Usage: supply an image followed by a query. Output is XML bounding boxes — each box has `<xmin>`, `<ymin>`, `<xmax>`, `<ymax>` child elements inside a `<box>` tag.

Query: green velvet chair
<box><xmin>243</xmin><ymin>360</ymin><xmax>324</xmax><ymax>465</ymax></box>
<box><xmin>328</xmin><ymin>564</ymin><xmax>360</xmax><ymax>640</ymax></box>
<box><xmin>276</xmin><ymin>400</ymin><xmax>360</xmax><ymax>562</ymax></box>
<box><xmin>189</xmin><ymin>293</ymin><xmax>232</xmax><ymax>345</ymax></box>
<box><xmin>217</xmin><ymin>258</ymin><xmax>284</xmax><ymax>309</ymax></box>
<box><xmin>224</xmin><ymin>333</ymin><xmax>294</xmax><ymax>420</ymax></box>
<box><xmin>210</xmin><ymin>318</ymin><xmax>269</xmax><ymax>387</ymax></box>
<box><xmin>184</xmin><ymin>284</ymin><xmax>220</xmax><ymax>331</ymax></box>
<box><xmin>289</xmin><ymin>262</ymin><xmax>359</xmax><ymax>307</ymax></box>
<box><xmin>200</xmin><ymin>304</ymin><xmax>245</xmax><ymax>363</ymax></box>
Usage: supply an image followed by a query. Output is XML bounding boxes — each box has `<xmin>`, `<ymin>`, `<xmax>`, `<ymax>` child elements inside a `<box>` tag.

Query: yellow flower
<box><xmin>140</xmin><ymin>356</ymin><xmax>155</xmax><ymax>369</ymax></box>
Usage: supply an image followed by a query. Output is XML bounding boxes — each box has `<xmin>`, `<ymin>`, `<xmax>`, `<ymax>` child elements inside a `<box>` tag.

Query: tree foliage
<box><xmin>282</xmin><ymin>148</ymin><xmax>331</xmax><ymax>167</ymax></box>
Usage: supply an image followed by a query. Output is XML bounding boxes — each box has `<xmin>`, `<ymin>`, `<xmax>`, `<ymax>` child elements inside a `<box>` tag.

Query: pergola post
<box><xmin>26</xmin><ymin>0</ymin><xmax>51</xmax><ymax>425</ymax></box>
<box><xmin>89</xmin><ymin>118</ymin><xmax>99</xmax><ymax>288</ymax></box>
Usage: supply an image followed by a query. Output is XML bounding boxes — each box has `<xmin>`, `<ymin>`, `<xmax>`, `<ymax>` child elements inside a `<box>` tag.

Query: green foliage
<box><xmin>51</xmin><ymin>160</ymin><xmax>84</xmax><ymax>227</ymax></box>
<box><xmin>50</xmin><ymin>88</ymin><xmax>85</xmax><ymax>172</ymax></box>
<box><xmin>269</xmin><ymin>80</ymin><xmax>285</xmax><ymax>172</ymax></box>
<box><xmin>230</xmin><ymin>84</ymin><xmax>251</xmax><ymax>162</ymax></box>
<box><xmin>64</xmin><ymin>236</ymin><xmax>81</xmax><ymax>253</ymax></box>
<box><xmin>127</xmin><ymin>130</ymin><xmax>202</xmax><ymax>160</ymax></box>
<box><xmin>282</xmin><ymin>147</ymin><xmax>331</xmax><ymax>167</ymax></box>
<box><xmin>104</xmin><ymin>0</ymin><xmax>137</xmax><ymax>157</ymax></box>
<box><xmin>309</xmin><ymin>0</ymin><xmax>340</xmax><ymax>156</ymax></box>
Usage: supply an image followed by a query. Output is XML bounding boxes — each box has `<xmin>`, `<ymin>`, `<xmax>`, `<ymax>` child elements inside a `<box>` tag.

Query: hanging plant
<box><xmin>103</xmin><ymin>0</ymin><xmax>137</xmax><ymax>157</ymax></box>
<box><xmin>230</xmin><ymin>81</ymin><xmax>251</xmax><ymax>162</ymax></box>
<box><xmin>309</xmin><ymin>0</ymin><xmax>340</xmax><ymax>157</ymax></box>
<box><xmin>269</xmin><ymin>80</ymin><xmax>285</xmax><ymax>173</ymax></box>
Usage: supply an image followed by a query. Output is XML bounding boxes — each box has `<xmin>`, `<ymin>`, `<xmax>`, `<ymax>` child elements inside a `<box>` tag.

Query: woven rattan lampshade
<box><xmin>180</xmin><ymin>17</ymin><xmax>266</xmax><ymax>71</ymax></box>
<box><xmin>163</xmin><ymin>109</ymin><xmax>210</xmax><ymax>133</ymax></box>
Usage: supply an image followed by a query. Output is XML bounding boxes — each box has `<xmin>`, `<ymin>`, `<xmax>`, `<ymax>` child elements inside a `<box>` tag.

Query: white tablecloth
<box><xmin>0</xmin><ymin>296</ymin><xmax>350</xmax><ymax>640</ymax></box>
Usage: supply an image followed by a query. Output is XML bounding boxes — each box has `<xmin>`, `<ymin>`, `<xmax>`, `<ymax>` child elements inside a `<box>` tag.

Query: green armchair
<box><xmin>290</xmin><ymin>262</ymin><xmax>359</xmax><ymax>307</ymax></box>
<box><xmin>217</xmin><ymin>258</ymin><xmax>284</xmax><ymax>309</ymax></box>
——
## Exercise details
Pull out each line of the records that contains the word "green" and copy those lines in full. Only matches with the same capitalization count.

## Final result
Query: green velvet chair
Query: green foliage
Query: green armchair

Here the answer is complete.